• **Extracted text**
- - -
FSSA Art Gallery Gets Turned into Wellness Center

The FSSA Susan Benedetto Art Gallery was recently turned into the FSSA Wellness Center.

When one thinks of Art majors in FSSA (Frank Sinatra School of The Arts) the first thing that comes to mind is the annual Senior Art Shows that occur in the spring. But now that the space once used for the fine art students has become a Wellness Center, where does this leave the art exhibitions?

The handful of gallery openings that occur in the month of May span across each weekend during the final performances and festivals of the school year. The art exhibitions have always taken place in the Susan Benedetto Gallery, (dedicated to Tony Bennett’s wife) on the third floor.

The room to most of the art majors is seen as a hub of creative freedom. For their first three years as students, fine art majors are left to imagine how they will approach having control of every aspect of the gallery in their final months as high school students. 

The art students at FSSA have always felt a bit neglected when it comes to showcasing their artwork. For years, art galleries (really just hanging art in the atrium) occurred for the sole purpose of giving audience members of the performances in the Tony Bennett Concert hall something to do during show intermissions. For every flyer of a performance or festival, art galleries are mentioned in thin, small font, bordering the bold letters that detail the “true” highlight of the evening.

However, the school has changed some aspects of the fine art experience. In 2016, it offered the art department the 1st floor Black Box Theatre to be a space for art presentations during the annual Winter Concert.
- - -
• **Input records**
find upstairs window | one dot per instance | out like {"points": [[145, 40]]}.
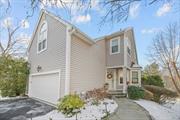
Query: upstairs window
{"points": [[114, 46], [42, 40], [134, 76], [128, 47]]}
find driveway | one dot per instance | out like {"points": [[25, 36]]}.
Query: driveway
{"points": [[129, 110], [22, 109]]}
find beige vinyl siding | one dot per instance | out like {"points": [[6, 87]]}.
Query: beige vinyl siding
{"points": [[132, 57], [87, 65], [54, 57], [115, 59]]}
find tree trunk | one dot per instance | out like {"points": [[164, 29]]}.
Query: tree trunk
{"points": [[174, 82], [177, 72]]}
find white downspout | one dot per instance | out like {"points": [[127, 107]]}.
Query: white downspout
{"points": [[69, 32]]}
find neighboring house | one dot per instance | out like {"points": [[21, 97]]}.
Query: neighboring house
{"points": [[64, 60]]}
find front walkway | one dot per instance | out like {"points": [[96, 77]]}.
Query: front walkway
{"points": [[129, 110]]}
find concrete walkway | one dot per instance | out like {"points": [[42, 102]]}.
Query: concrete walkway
{"points": [[129, 110]]}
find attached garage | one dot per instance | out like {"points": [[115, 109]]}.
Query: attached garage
{"points": [[45, 86]]}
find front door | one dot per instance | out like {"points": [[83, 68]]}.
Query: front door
{"points": [[119, 79]]}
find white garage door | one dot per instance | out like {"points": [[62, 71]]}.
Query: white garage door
{"points": [[45, 86]]}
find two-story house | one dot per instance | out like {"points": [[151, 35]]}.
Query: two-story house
{"points": [[64, 60]]}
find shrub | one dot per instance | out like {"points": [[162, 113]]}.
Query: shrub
{"points": [[148, 95], [159, 92], [69, 104], [152, 80], [13, 76], [135, 92]]}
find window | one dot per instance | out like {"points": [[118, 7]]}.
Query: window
{"points": [[134, 76], [42, 40], [115, 46], [121, 80], [128, 50]]}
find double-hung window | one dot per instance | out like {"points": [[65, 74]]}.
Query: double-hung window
{"points": [[134, 76], [42, 40], [115, 46]]}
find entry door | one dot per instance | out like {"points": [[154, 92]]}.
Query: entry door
{"points": [[119, 84]]}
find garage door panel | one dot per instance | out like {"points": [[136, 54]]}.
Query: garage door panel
{"points": [[45, 87]]}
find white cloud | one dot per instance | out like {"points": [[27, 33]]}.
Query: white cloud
{"points": [[163, 10], [81, 18], [25, 24], [3, 1], [7, 22], [150, 30], [134, 10]]}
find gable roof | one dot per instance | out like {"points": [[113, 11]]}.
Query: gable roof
{"points": [[64, 22]]}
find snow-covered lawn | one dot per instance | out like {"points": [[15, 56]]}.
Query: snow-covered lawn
{"points": [[91, 112], [167, 111]]}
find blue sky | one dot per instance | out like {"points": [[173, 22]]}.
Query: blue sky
{"points": [[146, 21]]}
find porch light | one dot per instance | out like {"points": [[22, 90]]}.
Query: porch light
{"points": [[39, 68]]}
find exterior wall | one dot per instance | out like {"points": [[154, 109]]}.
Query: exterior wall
{"points": [[87, 65], [54, 56], [132, 57], [115, 59]]}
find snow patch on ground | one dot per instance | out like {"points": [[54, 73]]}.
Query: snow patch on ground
{"points": [[91, 112], [168, 111], [10, 98]]}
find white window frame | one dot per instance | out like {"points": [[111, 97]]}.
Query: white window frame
{"points": [[117, 38], [128, 45], [132, 76], [38, 41]]}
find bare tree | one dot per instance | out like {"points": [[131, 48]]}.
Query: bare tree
{"points": [[165, 51], [13, 45], [115, 10]]}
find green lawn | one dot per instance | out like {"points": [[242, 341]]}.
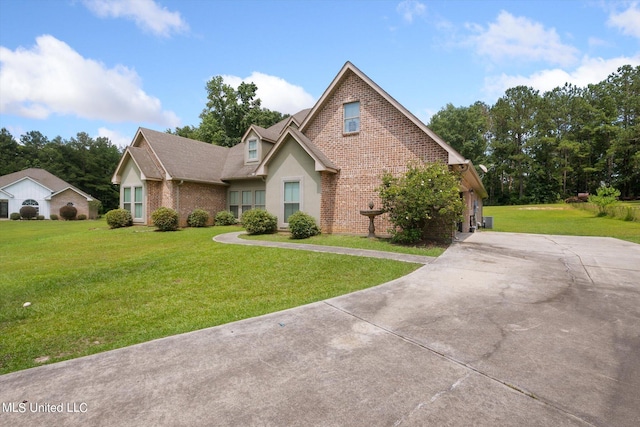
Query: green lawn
{"points": [[93, 289], [560, 219]]}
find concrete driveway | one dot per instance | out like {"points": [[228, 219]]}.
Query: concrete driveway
{"points": [[503, 329]]}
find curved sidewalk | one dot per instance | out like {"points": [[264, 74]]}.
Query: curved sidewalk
{"points": [[234, 238]]}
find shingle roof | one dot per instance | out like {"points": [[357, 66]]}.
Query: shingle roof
{"points": [[187, 159], [322, 162], [42, 177], [143, 159], [235, 168]]}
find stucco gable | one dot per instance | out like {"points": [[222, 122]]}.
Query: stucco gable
{"points": [[141, 157], [322, 162]]}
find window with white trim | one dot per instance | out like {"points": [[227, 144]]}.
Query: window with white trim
{"points": [[352, 117], [246, 201], [291, 199], [137, 202], [252, 150], [31, 202], [126, 198], [233, 203], [260, 198]]}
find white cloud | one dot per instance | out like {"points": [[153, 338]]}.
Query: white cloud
{"points": [[628, 21], [522, 39], [146, 14], [115, 137], [410, 8], [275, 93], [52, 78], [591, 70]]}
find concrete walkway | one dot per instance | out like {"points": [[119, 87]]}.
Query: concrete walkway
{"points": [[234, 238], [501, 330]]}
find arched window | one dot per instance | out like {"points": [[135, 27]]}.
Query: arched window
{"points": [[31, 202]]}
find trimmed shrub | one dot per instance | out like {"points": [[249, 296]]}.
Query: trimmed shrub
{"points": [[165, 219], [28, 212], [302, 225], [225, 218], [68, 212], [422, 203], [259, 221], [117, 218], [198, 218]]}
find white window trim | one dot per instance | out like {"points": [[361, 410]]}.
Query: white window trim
{"points": [[257, 159], [344, 117], [299, 180]]}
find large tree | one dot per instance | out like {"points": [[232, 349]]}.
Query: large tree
{"points": [[465, 129], [228, 114], [82, 161]]}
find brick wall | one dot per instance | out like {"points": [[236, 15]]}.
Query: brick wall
{"points": [[190, 196], [387, 141]]}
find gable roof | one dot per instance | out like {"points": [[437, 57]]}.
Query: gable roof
{"points": [[454, 156], [273, 132], [43, 178], [180, 159], [322, 162], [235, 167]]}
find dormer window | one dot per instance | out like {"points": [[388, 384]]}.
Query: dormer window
{"points": [[352, 117], [252, 150]]}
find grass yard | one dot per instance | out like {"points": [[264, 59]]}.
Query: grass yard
{"points": [[560, 219], [93, 289]]}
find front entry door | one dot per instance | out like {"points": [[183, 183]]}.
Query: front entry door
{"points": [[4, 209]]}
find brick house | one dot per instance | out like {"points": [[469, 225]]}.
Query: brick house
{"points": [[44, 191], [326, 161]]}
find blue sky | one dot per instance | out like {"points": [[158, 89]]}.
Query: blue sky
{"points": [[106, 67]]}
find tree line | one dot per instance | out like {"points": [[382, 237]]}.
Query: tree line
{"points": [[84, 162], [540, 148]]}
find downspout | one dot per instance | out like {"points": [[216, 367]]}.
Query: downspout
{"points": [[178, 199]]}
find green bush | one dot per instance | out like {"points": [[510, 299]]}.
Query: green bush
{"points": [[302, 225], [68, 212], [425, 199], [28, 212], [117, 218], [165, 219], [198, 218], [225, 218], [259, 221]]}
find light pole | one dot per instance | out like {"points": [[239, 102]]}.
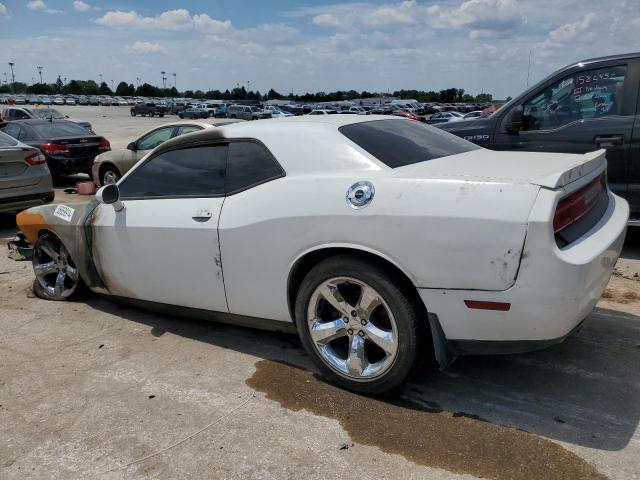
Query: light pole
{"points": [[13, 77]]}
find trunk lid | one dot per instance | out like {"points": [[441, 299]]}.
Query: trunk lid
{"points": [[13, 168], [79, 147], [548, 170]]}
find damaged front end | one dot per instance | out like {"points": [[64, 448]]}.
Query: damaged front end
{"points": [[20, 248], [71, 224]]}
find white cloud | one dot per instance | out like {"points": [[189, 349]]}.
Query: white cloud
{"points": [[80, 6], [204, 23], [570, 31], [326, 20], [179, 19], [478, 15], [36, 5], [144, 47], [40, 6]]}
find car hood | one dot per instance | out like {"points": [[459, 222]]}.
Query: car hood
{"points": [[549, 170], [471, 123]]}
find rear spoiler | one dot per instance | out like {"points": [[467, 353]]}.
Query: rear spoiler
{"points": [[584, 165]]}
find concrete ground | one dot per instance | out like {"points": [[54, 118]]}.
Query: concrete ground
{"points": [[91, 389]]}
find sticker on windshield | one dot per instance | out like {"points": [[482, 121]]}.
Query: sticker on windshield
{"points": [[64, 212]]}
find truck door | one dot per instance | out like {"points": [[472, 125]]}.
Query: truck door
{"points": [[578, 112], [633, 184]]}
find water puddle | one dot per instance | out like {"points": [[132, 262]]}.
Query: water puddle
{"points": [[455, 442]]}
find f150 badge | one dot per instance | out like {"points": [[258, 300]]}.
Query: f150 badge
{"points": [[477, 138]]}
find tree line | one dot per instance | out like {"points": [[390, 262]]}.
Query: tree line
{"points": [[124, 89]]}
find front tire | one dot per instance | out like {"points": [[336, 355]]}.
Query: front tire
{"points": [[357, 325], [57, 277], [109, 175]]}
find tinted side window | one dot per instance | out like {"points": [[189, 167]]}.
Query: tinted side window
{"points": [[194, 171], [401, 142], [155, 138], [581, 95], [250, 164], [15, 131]]}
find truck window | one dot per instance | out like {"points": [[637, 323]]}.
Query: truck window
{"points": [[581, 95]]}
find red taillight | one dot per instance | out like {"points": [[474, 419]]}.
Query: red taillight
{"points": [[570, 209], [35, 159], [482, 305], [53, 148]]}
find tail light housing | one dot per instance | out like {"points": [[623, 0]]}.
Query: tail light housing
{"points": [[54, 148], [35, 159], [576, 205]]}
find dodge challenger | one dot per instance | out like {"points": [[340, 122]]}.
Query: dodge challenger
{"points": [[377, 239]]}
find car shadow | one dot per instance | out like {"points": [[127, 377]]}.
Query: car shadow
{"points": [[584, 391]]}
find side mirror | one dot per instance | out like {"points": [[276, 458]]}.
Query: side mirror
{"points": [[110, 195], [513, 120]]}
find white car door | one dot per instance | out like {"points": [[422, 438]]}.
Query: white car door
{"points": [[163, 246]]}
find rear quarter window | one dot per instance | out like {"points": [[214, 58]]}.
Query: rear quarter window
{"points": [[398, 143]]}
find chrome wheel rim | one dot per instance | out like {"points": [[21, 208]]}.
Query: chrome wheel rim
{"points": [[55, 271], [352, 328], [109, 177]]}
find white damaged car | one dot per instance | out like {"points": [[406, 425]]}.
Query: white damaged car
{"points": [[378, 239]]}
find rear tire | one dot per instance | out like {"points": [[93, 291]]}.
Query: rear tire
{"points": [[375, 347]]}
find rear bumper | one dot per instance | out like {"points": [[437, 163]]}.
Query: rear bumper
{"points": [[21, 202], [554, 291]]}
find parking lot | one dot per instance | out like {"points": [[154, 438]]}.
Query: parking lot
{"points": [[92, 389]]}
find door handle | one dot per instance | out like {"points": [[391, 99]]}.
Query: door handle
{"points": [[608, 140], [202, 214]]}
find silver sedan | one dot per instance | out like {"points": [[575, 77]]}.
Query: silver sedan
{"points": [[25, 180]]}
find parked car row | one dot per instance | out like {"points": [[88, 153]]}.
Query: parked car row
{"points": [[23, 113]]}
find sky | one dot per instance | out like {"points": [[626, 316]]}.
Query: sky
{"points": [[313, 45]]}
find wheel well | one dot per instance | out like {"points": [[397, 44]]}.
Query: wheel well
{"points": [[311, 259]]}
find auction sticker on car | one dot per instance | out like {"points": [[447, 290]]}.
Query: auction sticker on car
{"points": [[64, 212]]}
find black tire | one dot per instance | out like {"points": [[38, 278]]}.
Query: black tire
{"points": [[39, 256], [399, 304], [111, 171]]}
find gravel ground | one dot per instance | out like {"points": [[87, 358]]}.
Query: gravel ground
{"points": [[91, 389]]}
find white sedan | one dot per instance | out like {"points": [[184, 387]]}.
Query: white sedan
{"points": [[376, 238]]}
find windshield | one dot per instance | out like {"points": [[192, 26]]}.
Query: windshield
{"points": [[7, 141], [46, 113], [59, 129]]}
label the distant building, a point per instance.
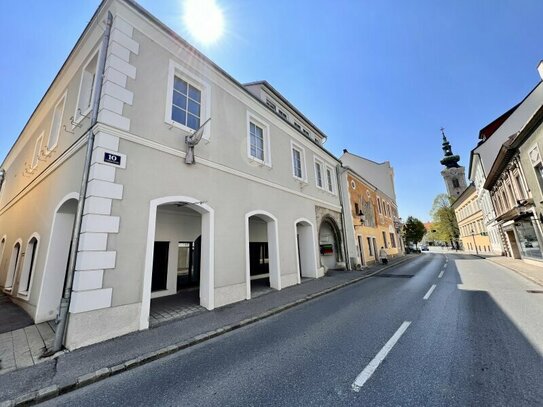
(514, 180)
(373, 217)
(453, 174)
(473, 233)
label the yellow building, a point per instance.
(473, 233)
(373, 214)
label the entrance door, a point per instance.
(361, 250)
(160, 266)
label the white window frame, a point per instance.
(330, 187)
(253, 118)
(322, 166)
(28, 269)
(37, 151)
(78, 116)
(62, 104)
(175, 69)
(13, 265)
(301, 150)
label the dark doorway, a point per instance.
(188, 264)
(258, 258)
(160, 266)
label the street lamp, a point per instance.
(473, 237)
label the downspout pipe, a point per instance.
(339, 174)
(62, 318)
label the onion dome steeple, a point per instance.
(450, 160)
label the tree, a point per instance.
(443, 219)
(413, 230)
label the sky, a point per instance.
(380, 78)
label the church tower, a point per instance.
(453, 174)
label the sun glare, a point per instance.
(204, 20)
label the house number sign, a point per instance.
(112, 158)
- - -
• **Exercise instructions**
1. List every person named in the article about the art gallery's conversion.
2. In the rows, from the line containing "label the onion" up to and including the last line of the rows, swap "label" for "mark" and write those lines out again, otherwise unchanged.

• **Full solutions**
1.
Frank Sinatra
Susan Benedetto
Tony Bennett

2.
mark the onion dome steeple, a point per instance.
(450, 160)
mark the tree, a point per instance.
(443, 219)
(413, 230)
mark the sky, a point per instance.
(380, 78)
mark the church tower, a point per instance.
(453, 174)
mark the sun glare, a point per instance.
(204, 20)
mark the house number sign, a point per instance.
(112, 158)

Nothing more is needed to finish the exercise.